### Compito 1
Riproduci fedelmente il passo dell'articolo sul festival Fog che inizia con le parole contenenti "Purtroppo, l’urgenza e" e termina con "inaugurato la stagione.".
### Compito 2
Prosegui l'articolo sul festival Fog di Triennale Teatro dell'Arte dal punto in cui si interrompe.

### Brano di riferimento
========================
Stonewall
Apre il festival di arti performative Fog di Triennale Teatro dell’Arte
di Susanna Sinigaglia
Il festival di arti performative Fog di Triennale Teatro dell’Arte, annullato a marzo a causa della pandemia, si è diviso in due dando vita a Fog vol. 1 – svoltosi durante l’estate con vari lavori rappresentati ai giardini della stessa Triennale – e Fog vol. 2 inaugurato il 6 ottobre. Con il sottotitolo “L’abitudine è una cosa meravigliosa”, è stato presentato da Umberto Angelini, fra le altre, con queste parole: … ”Riconquistare una relazione con il pubblico, con i suoi desideri e le sue paure. Tornare ad abitare uno spazio di incontro e contatto, distanziati (probabilmente), in un clima di effervescente attesa. FOG appare, fermo nelle sue incertezze, come una visione instabile, molecolare. A delineare una presenza possibile, a testimoniare l’urgenza dei corpi, la loro vitalità incontenibile.”
Purtroppo, l’urgenza e la vitalità incontenibile dei corpi è stata di nuovo contenuta e soffocata poiché con la nuova ondata di Covid, i primi a farne le spese sono stati proprio i luoghi in cui il corpo si rappresenta nella sua massima espressione, dove gli spettacoli si svolgono dal vivo e dove i film si guardano dal vivo.
Il festival prevedeva 17 eventi fra performance teatrali, una Lectio magistralis, due film e un progetto video. Ora è di nuovo tutto spostato online, e l’unico spettacolo che ho visto andando a teatro è stato proprio quello che ha inaugurato la stagione.
========================
### Dati da esaminare
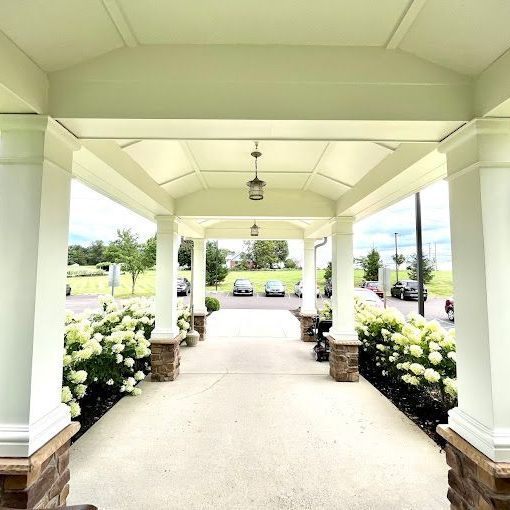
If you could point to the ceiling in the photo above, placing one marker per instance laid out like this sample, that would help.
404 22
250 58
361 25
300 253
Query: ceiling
463 35
327 168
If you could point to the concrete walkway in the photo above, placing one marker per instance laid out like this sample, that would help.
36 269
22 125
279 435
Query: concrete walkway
254 423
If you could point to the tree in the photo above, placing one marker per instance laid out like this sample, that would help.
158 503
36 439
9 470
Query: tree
281 250
215 260
290 264
95 253
427 265
135 257
328 271
77 254
370 265
185 253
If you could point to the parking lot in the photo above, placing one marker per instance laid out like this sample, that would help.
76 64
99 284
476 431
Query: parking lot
434 307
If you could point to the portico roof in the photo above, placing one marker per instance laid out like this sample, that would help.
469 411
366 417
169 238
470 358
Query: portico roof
348 100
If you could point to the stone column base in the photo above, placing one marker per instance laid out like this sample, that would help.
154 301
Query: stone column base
41 480
306 323
475 481
343 359
200 325
165 359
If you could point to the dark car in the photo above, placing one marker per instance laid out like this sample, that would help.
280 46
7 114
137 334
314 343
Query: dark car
242 287
449 309
375 287
328 289
275 288
407 289
183 287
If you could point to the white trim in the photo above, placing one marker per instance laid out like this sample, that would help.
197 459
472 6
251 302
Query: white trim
160 335
347 337
494 443
21 440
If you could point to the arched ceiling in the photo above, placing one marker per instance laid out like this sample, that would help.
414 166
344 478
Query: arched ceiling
463 35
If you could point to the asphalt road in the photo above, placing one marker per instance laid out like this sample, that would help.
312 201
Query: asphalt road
434 307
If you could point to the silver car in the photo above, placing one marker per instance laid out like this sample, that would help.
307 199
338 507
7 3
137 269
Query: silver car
275 288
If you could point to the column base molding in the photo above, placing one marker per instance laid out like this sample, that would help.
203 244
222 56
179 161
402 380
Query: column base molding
200 324
40 480
495 444
307 320
24 439
475 481
165 359
343 358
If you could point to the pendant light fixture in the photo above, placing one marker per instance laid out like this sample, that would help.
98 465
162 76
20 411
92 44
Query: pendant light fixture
256 185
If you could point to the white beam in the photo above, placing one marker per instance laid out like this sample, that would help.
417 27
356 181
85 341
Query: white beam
405 23
104 166
214 203
290 83
408 169
23 85
492 89
121 24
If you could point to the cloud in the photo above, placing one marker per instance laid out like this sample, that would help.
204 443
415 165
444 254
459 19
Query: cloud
94 216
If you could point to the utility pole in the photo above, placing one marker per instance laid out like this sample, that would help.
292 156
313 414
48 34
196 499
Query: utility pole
419 254
396 254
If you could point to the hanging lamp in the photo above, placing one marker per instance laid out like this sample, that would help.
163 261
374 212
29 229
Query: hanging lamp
256 185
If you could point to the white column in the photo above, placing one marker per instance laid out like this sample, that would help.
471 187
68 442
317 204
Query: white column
199 276
167 248
309 287
478 159
35 179
342 280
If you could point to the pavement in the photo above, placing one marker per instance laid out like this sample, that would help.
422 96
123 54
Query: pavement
434 307
253 422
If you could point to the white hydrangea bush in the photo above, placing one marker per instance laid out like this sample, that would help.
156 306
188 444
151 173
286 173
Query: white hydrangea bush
109 347
413 350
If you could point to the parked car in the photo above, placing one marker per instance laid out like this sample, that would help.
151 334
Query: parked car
183 287
407 289
298 289
275 288
368 296
242 287
374 286
449 309
328 289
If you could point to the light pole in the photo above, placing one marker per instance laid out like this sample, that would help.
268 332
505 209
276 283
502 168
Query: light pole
396 254
419 254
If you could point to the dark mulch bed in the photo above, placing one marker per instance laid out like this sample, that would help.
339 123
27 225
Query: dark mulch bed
97 402
416 404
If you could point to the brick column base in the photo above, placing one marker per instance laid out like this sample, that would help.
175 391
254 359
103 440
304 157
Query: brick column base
343 359
165 359
306 323
475 481
200 325
41 480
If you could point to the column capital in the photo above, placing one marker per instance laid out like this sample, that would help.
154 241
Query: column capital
480 143
42 123
343 225
309 244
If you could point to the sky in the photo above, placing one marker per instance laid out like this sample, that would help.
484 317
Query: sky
95 217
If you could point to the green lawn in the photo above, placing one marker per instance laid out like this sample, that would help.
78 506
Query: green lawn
441 285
========================
### Risposta scritta 1
Purtroppo, l’urgenza e la vitalità incontenibile dei corpi è stata di nuovo contenuta e soffocata poiché con la nuova ondata di Covid, i primi a farne le spese sono stati proprio i luoghi in cui il corpo si rappresenta nella sua massima espressione, dove gli spettacoli si svolgono dal vivo e dove i film si guardano dal vivo.
Il festival prevedeva 17 eventi fra performance teatrali, una Lectio magistralis, due film e un progetto video. Ora è di nuovo tutto spostato online, e l’unico spettacolo che ho visto andando a teatro è stato proprio quello che ha inaugurato la stagione.

### Risposta scritta 2
Come out! Stonewall Revolution
drammaturgia di Margherita Mauro
regia di Michele Rho
Una bravissima Maria Roveran e un bravissimo Marcos Vinicius Piacentini, i due performer, si presentano sul palco con grande semplicità e con grande semplicità cominciano a raccontarsi e a raccontare alternandosi agli spezzoni di filmati di repertorio girati all’epoca, la notte fra il 27 e il 28 giugno 1969, quando i frequentatori della Stonewall Inn furono oggetto dell’ennesima retata della polizia mentre vi si trovavano come sempre per vivere in libertà il proprio essere, il bisogno di non omologarsi ai costumi sociali e sessuali vigenti.
Narrano di come si dovessero oscurare le finestre e portare di nascosto abbigliamenti che avrebbero indossato all’interno, per poi dismetterli prima di uscire e tornare a casa. E di come dopo quella retata avessero avuto il coraggio di ribellarsi, non subire passivamente l’attacco della polizia affrontando da lì il lungo cammino verso la conquista dei propri diritti.
I piani temporali si sovrappongono, i performer non si rappresentano come persone dell’epoca ma immaginano i sentimenti di paura, vergogna, e poi coraggio vissuti da quelli che allora erano giovani come loro: e con loro s’identificano travestendosi secondo un rituale che probabilmente appartiene ad alcune categorie di LBGTQI in tutte le epoche.
Accennavo sopra agli spezzoni di filmati che si alternano alle entrate in scena dei due performer per rievocare gli eventi di oltre cinquant’anni prima rendendoli attuali.
Ho molto apprezzato i ritmi perfetti di quest’alternanza che hanno dato vita a una performance senza sbavature e senza ripetizioni inutili, a un’interpretazione pulita, empatica ma non enfatica.